- [GOAL OF THE EXERCISE]: Lay out the lines below, from the first one through the line containing "40 13 L 42 13", as a two-column CSV with the headers instruction and paths. Give one row per instruction, holding its text and its answer, each in a single quoted field with line breaks replaced by spaces.

____

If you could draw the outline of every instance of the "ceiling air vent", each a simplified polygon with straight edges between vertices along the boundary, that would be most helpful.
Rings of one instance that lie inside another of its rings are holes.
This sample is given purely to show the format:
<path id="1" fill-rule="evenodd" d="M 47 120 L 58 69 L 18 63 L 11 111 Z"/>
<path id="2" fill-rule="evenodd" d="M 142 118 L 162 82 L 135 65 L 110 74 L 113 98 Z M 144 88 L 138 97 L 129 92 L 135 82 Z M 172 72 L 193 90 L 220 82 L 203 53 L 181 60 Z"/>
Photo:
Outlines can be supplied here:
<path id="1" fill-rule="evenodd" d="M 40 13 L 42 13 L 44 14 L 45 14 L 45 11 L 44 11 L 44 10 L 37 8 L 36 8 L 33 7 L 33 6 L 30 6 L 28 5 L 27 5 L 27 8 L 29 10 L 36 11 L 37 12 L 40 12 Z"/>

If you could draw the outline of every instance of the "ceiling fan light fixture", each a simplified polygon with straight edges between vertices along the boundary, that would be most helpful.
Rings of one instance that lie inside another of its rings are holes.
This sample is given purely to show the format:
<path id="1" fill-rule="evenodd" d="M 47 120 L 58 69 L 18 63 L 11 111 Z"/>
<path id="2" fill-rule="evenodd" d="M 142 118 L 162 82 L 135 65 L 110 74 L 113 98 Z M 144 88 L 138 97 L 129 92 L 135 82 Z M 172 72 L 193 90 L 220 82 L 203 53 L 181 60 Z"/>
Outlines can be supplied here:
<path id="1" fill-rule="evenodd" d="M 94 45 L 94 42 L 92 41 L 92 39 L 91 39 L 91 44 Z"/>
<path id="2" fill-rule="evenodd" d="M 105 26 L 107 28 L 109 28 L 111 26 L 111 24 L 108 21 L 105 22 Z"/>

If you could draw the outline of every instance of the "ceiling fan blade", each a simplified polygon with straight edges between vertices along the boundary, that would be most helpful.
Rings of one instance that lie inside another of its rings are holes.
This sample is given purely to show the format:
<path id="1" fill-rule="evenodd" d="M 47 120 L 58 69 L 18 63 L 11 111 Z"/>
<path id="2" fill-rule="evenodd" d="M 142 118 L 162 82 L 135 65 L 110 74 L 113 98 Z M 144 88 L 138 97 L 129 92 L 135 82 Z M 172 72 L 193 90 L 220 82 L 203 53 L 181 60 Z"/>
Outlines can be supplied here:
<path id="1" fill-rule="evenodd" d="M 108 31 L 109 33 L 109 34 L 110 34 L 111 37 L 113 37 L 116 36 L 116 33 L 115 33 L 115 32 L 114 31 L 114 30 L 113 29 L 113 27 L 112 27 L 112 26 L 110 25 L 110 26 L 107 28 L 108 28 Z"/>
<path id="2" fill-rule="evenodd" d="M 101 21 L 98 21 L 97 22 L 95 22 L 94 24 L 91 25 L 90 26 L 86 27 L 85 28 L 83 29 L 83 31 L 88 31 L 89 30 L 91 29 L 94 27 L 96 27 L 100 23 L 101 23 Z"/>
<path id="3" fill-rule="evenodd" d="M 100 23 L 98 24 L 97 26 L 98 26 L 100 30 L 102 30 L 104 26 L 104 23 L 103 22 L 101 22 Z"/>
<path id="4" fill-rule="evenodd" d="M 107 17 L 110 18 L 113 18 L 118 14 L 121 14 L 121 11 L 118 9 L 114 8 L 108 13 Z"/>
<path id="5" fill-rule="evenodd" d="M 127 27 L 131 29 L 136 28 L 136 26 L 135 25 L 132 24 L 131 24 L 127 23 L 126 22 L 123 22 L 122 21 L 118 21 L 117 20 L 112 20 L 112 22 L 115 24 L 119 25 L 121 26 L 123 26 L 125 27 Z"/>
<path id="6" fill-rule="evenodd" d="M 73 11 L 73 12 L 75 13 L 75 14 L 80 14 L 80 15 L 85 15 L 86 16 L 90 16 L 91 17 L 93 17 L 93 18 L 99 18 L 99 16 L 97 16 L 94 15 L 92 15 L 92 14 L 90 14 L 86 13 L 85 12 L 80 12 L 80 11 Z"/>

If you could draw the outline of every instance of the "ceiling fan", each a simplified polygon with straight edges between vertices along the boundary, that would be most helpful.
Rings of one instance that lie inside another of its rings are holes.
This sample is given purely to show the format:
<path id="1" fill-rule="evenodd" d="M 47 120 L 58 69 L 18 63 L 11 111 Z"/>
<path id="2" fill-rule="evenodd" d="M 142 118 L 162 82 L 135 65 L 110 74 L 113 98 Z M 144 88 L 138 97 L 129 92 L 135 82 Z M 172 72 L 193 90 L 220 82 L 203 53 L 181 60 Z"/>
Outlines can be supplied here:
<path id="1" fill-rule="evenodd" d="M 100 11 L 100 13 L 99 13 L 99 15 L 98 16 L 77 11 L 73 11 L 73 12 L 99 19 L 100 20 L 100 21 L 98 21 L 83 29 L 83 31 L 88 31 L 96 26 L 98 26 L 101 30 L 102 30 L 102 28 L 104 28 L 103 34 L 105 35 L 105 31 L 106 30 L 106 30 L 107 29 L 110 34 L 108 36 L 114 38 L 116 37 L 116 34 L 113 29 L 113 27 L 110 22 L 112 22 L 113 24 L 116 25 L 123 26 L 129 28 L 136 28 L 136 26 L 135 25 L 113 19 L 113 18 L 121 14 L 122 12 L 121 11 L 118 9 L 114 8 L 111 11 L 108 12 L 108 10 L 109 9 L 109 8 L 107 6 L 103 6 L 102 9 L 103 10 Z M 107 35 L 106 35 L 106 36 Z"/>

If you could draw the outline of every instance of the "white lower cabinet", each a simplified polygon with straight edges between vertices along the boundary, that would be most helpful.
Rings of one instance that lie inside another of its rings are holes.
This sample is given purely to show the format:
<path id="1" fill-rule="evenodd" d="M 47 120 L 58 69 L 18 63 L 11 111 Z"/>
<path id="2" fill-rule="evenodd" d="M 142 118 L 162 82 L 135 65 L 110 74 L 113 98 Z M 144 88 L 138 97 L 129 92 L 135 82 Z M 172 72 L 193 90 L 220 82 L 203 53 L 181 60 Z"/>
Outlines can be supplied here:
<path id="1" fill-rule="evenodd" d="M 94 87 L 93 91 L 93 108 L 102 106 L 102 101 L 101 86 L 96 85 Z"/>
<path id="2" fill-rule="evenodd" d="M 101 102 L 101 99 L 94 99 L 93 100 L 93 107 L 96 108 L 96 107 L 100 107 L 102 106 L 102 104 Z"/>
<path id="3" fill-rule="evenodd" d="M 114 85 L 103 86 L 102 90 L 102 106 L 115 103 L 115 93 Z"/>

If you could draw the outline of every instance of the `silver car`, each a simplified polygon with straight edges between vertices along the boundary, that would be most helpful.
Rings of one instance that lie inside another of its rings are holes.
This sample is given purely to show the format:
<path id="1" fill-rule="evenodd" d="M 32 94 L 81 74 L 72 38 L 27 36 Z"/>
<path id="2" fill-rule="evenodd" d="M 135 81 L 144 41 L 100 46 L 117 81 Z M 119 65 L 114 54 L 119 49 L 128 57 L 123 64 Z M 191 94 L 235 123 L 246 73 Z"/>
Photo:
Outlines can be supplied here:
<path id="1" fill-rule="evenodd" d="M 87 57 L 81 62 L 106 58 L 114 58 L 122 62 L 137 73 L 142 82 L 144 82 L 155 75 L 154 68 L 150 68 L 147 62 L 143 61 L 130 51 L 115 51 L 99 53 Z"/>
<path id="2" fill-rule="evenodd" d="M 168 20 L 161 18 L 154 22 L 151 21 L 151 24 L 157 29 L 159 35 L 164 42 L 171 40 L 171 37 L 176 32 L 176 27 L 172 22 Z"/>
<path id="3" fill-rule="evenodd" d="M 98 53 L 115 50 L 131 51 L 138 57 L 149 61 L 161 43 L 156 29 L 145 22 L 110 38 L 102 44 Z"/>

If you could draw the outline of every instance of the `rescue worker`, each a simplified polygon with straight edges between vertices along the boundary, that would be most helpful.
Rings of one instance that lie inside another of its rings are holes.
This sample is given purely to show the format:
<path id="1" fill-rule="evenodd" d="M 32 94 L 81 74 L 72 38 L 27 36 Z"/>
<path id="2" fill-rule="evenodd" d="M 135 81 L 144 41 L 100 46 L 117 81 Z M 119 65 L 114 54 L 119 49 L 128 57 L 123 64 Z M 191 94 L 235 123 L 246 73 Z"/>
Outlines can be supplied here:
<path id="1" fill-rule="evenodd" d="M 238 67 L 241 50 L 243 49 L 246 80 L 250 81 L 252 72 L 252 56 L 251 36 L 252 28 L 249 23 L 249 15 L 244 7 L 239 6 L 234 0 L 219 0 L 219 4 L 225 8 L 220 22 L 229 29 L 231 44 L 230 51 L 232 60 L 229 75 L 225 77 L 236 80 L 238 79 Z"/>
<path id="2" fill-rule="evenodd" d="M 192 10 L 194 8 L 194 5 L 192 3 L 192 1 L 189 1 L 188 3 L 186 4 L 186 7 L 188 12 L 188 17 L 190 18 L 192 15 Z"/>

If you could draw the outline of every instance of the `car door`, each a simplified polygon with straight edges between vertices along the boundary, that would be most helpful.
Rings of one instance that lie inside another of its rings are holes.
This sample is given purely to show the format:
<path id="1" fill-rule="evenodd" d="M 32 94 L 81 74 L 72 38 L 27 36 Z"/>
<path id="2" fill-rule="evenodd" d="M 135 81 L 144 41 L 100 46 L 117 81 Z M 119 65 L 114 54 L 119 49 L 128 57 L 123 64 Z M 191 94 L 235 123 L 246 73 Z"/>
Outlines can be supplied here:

____

- [ANSWER BELOW]:
instruction,paths
"If you could draw the outline of every instance of the ""ceiling air vent"", each a simplified polygon with straight edges between vertices along the boundary, that would be most helpful. Rings of one instance that lie inside another of its rings are holes. This sample is given purely to show the format: <path id=""1"" fill-rule=""evenodd"" d=""M 47 120 L 58 69 L 18 63 L 11 111 Z""/> <path id=""2"" fill-rule=""evenodd"" d=""M 142 118 L 162 82 L 135 65 L 110 74 L 113 98 Z M 144 88 L 138 97 L 129 92 L 135 82 Z M 172 72 L 193 90 L 220 82 L 203 53 L 181 60 Z""/> Photo: Outlines can be supplied here:","<path id=""1"" fill-rule=""evenodd"" d=""M 40 13 L 42 13 L 44 14 L 45 14 L 45 11 L 44 11 L 44 10 L 37 8 L 36 8 L 33 7 L 33 6 L 30 6 L 28 5 L 27 5 L 27 8 L 29 10 L 36 11 L 37 12 L 40 12 Z""/>"